#### [Written request]
Restate, word for word, all of the material shown below.
## begin Records for this task
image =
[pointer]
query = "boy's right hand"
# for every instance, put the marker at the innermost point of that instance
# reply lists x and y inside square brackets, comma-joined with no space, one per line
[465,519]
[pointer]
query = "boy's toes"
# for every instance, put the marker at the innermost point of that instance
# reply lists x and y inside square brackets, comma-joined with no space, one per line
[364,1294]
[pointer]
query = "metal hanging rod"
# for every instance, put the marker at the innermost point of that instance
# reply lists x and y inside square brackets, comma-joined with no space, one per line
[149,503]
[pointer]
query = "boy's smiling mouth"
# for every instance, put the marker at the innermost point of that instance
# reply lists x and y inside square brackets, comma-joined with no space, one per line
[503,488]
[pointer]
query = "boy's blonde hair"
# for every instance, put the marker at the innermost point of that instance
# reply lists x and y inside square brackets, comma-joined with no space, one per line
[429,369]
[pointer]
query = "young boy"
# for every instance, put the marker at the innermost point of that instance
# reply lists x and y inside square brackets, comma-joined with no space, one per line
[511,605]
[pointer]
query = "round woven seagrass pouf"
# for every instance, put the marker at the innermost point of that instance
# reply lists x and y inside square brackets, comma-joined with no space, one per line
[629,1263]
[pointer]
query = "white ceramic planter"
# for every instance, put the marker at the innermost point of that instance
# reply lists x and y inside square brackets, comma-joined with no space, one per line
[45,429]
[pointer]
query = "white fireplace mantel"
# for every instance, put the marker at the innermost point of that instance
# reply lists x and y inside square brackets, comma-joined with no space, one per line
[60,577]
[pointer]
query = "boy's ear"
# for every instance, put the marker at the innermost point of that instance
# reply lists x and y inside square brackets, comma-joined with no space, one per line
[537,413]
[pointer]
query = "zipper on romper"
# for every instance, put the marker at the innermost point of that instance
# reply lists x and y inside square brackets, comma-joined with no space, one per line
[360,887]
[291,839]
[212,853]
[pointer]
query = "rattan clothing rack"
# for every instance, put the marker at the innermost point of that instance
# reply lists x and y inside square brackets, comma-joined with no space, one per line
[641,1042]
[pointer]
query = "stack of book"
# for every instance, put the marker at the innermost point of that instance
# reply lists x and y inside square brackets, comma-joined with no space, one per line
## end Records for this task
#### [Answer to this task]
image =
[pointer]
query = "boy's right hand"
# for every instance, put the marker at the innermost point of that instance
# reply lists x and y inside square brackets, comma-joined with no space, one per line
[465,519]
[pointer]
query = "boy's toes"
# for every instance, put the marker at the innermost point of that instance
# reply lists x and y inside square brackets, comma-joined with no space, one per line
[364,1294]
[pointer]
query = "metal hanging rod"
# for every instance, put the marker at the innermost point of that instance
# reply lists x and y inside square brackets, comma-joined with no space, one per line
[149,503]
[pointer]
query = "boy's smiling mouth"
# for every instance, put the marker at the innermost point of that instance
# reply lists x and y inside square brackets, comma-joined with no space, one per line
[503,488]
[pointer]
query = "boy's blonde hair"
# for every instance, put the marker at the innermost point of that instance
# reply lists x and y inside square brackets, comma-joined with no space, one per line
[429,369]
[pointer]
query = "young boy"
# for every instance, put the marker at the innermost point of that instance
# reply lists x and y inside square brackets, comma-joined with no space, one per line
[511,605]
[pointer]
query = "round woven seagrass pouf"
# for every instance, put the marker at the innermost point of that instance
# reply lists x and y inside square brackets, comma-joined with no space, one per line
[629,1263]
[pointer]
query = "white ceramic planter"
# for every instance, put the marker at the innermost point of that instance
# reply lists x and y inside square brackets, comma-joined with no space, one per line
[45,429]
[pointer]
query = "white fireplace mantel"
# for every instance, put the marker at the innermost point of that instance
# reply lists x and y inside square brackets, comma-joined with no space, one per line
[60,577]
[pointer]
query = "boy's ear"
# for every instance, put the marker at the innermost point of that instance
# reply lists x and y inside square brackets, comma-joined with no space, one per line
[537,413]
[pointer]
query = "zipper on romper"
# for every instance, put the marker at the innermost point of that instance
# reply lists x and y inside square brackets, comma-joined with no space, one per line
[360,887]
[291,839]
[212,853]
[pointer]
query = "rattan clothing rack"
# for every instance, put the marker at the innermost point of that instance
# reply lists x and y inside square brackets, comma-joined with no space, one per line
[641,1042]
[pointer]
query = "stack of book"
# for every instance, put the marker at the innermost point of that instance
# reply lists x and y inside square brackets, comma-joined with no space, one per line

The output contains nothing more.